_MATERIAL PROVIDED:_
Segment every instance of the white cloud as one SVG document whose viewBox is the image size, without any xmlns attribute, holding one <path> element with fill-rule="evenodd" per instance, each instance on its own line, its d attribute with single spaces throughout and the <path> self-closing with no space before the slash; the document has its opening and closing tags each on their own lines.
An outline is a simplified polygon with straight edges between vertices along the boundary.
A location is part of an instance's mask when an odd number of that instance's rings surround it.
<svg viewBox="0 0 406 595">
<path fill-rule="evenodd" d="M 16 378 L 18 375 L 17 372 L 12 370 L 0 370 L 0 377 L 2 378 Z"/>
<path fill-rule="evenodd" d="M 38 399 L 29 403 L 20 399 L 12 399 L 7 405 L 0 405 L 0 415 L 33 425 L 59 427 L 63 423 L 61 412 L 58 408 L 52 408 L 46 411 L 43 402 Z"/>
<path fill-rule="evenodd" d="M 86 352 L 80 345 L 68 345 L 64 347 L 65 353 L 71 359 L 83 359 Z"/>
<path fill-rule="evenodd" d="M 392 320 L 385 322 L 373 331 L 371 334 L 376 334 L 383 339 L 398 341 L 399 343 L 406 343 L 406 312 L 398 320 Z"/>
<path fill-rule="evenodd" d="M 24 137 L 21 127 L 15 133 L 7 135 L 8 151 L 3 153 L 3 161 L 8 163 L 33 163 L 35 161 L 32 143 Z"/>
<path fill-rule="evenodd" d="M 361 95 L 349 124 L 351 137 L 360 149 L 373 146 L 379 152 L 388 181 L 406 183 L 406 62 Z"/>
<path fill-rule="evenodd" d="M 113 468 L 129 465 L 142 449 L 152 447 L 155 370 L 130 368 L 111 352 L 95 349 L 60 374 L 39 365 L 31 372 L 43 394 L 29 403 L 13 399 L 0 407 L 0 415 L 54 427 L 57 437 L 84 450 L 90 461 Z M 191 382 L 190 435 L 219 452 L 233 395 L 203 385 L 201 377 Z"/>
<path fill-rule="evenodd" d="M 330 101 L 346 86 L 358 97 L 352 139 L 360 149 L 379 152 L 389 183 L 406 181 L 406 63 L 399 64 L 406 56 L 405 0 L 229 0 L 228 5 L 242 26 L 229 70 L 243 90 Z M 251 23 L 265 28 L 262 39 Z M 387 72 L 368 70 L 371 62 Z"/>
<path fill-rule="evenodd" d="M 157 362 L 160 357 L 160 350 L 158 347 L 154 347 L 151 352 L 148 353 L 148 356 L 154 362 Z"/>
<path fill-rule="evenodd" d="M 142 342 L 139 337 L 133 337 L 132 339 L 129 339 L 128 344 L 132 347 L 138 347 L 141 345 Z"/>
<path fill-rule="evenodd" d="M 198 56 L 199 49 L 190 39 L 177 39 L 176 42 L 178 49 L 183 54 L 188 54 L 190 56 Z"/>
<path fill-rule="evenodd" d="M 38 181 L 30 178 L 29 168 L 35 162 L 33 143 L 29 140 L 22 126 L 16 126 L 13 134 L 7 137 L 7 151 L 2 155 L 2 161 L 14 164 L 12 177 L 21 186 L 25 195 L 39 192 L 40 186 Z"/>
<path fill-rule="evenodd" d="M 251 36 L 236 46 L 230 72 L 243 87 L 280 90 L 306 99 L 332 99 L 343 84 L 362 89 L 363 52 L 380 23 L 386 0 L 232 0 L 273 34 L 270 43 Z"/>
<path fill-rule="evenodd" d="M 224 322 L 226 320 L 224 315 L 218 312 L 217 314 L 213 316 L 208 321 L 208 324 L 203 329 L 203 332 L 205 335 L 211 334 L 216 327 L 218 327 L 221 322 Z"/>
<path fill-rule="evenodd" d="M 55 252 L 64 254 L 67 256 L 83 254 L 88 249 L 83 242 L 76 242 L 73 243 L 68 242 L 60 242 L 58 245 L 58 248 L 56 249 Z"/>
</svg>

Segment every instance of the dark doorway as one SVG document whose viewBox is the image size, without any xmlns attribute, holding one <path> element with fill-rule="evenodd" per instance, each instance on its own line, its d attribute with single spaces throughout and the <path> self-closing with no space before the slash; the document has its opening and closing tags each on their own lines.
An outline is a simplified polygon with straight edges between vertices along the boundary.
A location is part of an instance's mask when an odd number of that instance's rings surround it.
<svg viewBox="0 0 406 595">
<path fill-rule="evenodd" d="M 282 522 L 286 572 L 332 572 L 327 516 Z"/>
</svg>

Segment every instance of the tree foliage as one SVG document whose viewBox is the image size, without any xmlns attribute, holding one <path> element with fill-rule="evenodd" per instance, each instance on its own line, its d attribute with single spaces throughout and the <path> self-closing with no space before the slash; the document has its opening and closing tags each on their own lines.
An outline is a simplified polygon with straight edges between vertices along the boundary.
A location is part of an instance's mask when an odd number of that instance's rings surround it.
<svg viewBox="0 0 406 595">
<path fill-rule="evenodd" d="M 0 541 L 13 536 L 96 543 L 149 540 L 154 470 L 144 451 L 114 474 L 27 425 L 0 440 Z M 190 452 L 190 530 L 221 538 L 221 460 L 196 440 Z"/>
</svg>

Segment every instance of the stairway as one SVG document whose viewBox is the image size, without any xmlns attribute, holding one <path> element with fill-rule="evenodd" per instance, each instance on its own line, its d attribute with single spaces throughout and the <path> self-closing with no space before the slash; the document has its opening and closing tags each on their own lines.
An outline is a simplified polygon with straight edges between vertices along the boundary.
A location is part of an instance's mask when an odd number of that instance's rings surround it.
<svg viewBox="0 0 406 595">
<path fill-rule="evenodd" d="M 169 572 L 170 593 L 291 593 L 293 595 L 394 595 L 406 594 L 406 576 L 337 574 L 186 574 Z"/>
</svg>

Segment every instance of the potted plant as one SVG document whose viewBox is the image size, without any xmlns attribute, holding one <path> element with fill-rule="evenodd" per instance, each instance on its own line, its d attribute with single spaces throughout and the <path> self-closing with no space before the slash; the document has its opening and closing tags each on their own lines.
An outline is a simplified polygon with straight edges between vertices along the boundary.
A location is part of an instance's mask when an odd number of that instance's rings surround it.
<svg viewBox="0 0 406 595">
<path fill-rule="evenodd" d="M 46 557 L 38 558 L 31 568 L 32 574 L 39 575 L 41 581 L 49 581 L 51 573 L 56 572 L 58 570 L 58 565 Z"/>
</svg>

_TASK REQUIREMENTS:_
Reproduce all of the material above verbatim, line for line, with no alterations.

_RESPONSE:_
Segment every instance of the white cloud as one SVG document whose viewBox is the image size, without any xmlns attribute, holding one <path> element with fill-rule="evenodd" per instance, each instance on its own line, its d attribute with single spaces throughout and the <path> self-closing with no space before the slash; the document has its opening and closing tags each on their own lines.
An outline is a simplified polygon with straight edges between vertices along the boundary.
A location is part of an instance's mask when an odd number of that instance's rings surround it.
<svg viewBox="0 0 406 595">
<path fill-rule="evenodd" d="M 16 378 L 18 375 L 17 372 L 12 370 L 0 370 L 0 377 L 2 378 Z"/>
<path fill-rule="evenodd" d="M 38 399 L 29 403 L 20 399 L 12 399 L 7 405 L 0 405 L 0 415 L 33 425 L 59 427 L 63 423 L 61 412 L 58 408 L 52 408 L 46 411 L 43 402 Z"/>
<path fill-rule="evenodd" d="M 86 352 L 80 345 L 68 345 L 64 347 L 65 353 L 71 359 L 83 359 Z"/>
<path fill-rule="evenodd" d="M 392 320 L 385 322 L 373 331 L 371 334 L 376 334 L 383 339 L 398 341 L 399 343 L 406 343 L 406 312 L 398 320 Z"/>
<path fill-rule="evenodd" d="M 24 137 L 21 127 L 15 133 L 7 135 L 8 151 L 3 153 L 3 161 L 8 163 L 33 163 L 35 161 L 32 143 Z"/>
<path fill-rule="evenodd" d="M 361 95 L 349 124 L 351 137 L 360 149 L 373 146 L 379 152 L 388 181 L 406 183 L 406 62 Z"/>
<path fill-rule="evenodd" d="M 113 468 L 129 465 L 142 449 L 152 447 L 155 370 L 130 368 L 111 352 L 95 349 L 60 374 L 39 365 L 31 372 L 43 394 L 29 403 L 13 399 L 0 407 L 0 415 L 54 427 L 57 437 L 84 450 L 90 461 Z M 191 382 L 190 435 L 219 452 L 233 395 L 203 385 L 201 377 Z"/>
<path fill-rule="evenodd" d="M 330 101 L 346 86 L 358 97 L 352 139 L 360 149 L 379 152 L 389 183 L 406 181 L 406 63 L 399 64 L 406 56 L 405 0 L 229 0 L 228 5 L 242 26 L 229 70 L 243 90 Z M 251 23 L 265 28 L 262 39 Z M 387 72 L 368 70 L 371 62 Z"/>
<path fill-rule="evenodd" d="M 157 362 L 160 357 L 160 350 L 158 347 L 154 347 L 151 352 L 148 353 L 148 356 L 154 362 Z"/>
<path fill-rule="evenodd" d="M 142 342 L 139 337 L 133 337 L 132 339 L 129 339 L 128 344 L 132 347 L 138 347 L 141 345 Z"/>
<path fill-rule="evenodd" d="M 198 56 L 199 49 L 190 39 L 177 39 L 176 42 L 178 49 L 183 54 L 188 54 L 190 56 Z"/>
<path fill-rule="evenodd" d="M 38 181 L 30 178 L 29 168 L 35 162 L 33 143 L 29 140 L 22 126 L 16 126 L 13 134 L 7 137 L 7 151 L 2 155 L 2 161 L 14 164 L 12 177 L 21 186 L 25 195 L 39 192 L 40 186 Z"/>
<path fill-rule="evenodd" d="M 251 36 L 236 46 L 230 72 L 243 87 L 280 90 L 306 99 L 332 99 L 343 84 L 362 89 L 363 52 L 380 23 L 386 0 L 232 0 L 273 34 L 270 43 Z"/>
<path fill-rule="evenodd" d="M 224 322 L 226 320 L 224 315 L 218 312 L 217 314 L 213 316 L 208 321 L 208 324 L 203 329 L 203 332 L 205 335 L 211 334 L 216 327 L 218 327 L 221 322 Z"/>
<path fill-rule="evenodd" d="M 55 252 L 64 254 L 67 256 L 83 254 L 88 249 L 83 242 L 76 242 L 73 243 L 68 242 L 60 242 L 58 245 L 58 248 L 56 249 Z"/>
</svg>

Segment every instance of the dark doorway as one SVG document whose viewBox is the image size, without any xmlns attribute, holding one <path> element with fill-rule="evenodd" per instance, each instance on its own line, its d attribute with single spaces throughout and the <path> self-closing with no space before the slash; the document has its opening and closing tags each on their own lines.
An outline is a simplified polygon with straight edges between vertices along the boundary.
A location is part of an instance's mask when an odd number of that instance's rings surround it.
<svg viewBox="0 0 406 595">
<path fill-rule="evenodd" d="M 282 522 L 286 572 L 332 572 L 327 516 Z"/>
</svg>

Segment every instance of the tree foliage as one SVG document whose viewBox is the image size, without any xmlns attribute, holding one <path> element with fill-rule="evenodd" per instance, each instance on its own line, its d attribute with single spaces throughout and the <path> self-closing with no space before the slash; the document has its opening and closing tags each on their own lines.
An outline is a simplified polygon with straight edges between vertices along the boundary.
A location is part of an instance's mask when an odd number of that instance's rings surround it.
<svg viewBox="0 0 406 595">
<path fill-rule="evenodd" d="M 0 541 L 13 536 L 96 543 L 149 540 L 154 470 L 144 451 L 114 474 L 27 425 L 0 440 Z M 190 452 L 190 530 L 221 538 L 221 460 L 196 440 Z"/>
</svg>

Segment every instance of the stairway as one SVG document whose viewBox is the image size, without any xmlns attribute, holding one <path> element with fill-rule="evenodd" per instance, each instance on its own line, its d attribute with single spaces throughout and the <path> self-closing with no space before the slash; the document has its opening and closing tags each on their own lines.
An outline is a simplified polygon with straight edges between vertices along the boundary.
A location is part of an instance's mask when an odd number of that instance's rings surround it.
<svg viewBox="0 0 406 595">
<path fill-rule="evenodd" d="M 169 572 L 170 593 L 291 593 L 293 595 L 394 595 L 406 594 L 406 576 L 337 574 L 186 574 Z"/>
</svg>

Segment every instance of the potted plant as one SVG document whose viewBox is the image size, without any xmlns attribute, holding one <path> element with fill-rule="evenodd" per instance, each instance on its own line, its d attribute with single spaces throughout and the <path> self-closing with no space before the slash; the document has its opening and closing tags each on their own lines.
An outline is a simplified polygon with straight edges between vertices along the boundary.
A location is part of an instance's mask when an odd number of that instance's rings surround it.
<svg viewBox="0 0 406 595">
<path fill-rule="evenodd" d="M 46 557 L 38 558 L 31 568 L 32 574 L 39 575 L 41 581 L 49 581 L 51 573 L 56 572 L 58 570 L 58 565 Z"/>
</svg>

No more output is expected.